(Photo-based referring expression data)

######

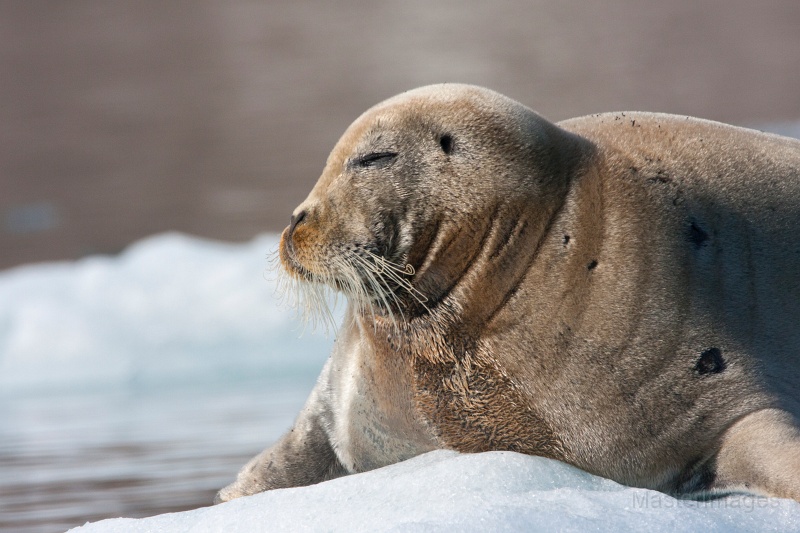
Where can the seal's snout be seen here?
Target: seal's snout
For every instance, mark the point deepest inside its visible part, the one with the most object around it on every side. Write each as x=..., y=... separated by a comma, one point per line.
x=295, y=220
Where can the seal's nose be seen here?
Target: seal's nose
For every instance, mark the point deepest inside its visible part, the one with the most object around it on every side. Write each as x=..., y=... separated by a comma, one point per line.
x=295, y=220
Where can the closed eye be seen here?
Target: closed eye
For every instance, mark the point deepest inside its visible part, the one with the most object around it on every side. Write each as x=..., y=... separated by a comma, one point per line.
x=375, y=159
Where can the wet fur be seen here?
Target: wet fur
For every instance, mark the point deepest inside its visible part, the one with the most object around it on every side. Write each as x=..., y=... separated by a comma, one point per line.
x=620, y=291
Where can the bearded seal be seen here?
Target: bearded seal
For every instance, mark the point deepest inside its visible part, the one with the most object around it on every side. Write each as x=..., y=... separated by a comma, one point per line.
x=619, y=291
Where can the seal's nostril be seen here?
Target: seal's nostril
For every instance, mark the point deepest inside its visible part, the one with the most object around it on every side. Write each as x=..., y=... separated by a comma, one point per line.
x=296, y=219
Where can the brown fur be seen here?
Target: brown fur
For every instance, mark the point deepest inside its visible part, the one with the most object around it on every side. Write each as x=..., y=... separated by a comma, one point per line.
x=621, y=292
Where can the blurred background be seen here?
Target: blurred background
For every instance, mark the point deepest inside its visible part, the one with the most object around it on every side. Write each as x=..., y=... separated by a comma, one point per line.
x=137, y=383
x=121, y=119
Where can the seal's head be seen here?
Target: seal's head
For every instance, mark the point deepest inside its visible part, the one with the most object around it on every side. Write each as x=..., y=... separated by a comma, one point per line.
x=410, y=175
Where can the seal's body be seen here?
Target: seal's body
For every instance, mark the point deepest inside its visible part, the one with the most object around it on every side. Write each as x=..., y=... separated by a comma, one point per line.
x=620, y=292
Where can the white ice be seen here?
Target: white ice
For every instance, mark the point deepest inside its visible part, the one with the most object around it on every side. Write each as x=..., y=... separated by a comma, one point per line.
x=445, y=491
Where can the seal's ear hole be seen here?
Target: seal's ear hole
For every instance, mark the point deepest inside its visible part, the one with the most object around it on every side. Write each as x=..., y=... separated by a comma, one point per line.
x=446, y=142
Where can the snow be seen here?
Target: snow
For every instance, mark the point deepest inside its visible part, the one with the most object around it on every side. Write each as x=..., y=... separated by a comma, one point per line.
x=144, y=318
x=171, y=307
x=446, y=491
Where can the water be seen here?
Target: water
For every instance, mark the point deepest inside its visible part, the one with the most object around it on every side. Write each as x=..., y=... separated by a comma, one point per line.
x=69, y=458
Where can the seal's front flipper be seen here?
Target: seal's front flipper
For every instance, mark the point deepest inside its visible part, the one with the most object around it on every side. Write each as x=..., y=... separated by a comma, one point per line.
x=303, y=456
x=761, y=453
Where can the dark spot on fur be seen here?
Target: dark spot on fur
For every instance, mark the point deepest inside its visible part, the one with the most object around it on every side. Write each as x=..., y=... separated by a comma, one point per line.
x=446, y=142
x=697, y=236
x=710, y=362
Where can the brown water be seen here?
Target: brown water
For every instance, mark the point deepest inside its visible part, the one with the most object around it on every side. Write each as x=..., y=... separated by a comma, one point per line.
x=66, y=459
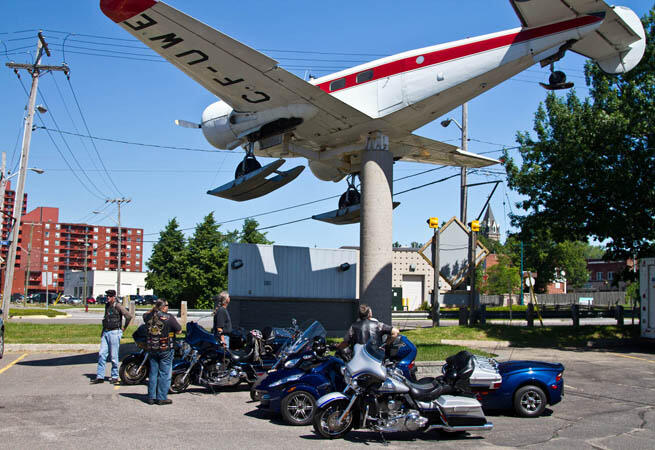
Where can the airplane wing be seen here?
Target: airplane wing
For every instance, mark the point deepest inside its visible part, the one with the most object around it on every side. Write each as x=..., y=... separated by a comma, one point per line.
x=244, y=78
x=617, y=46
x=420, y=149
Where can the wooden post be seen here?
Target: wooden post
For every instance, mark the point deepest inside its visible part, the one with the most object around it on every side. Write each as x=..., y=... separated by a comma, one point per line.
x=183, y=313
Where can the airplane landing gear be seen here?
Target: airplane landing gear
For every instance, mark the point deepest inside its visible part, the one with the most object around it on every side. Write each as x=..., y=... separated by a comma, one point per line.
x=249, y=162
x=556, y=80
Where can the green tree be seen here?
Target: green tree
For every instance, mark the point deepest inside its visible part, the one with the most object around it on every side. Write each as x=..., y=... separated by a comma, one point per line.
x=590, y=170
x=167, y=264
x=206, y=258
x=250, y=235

######

The problem: Every line containing the string "wing" is required; copy each such line from the data.

Exercise result:
Where can the airplane wing be seen here?
Target: airplane wing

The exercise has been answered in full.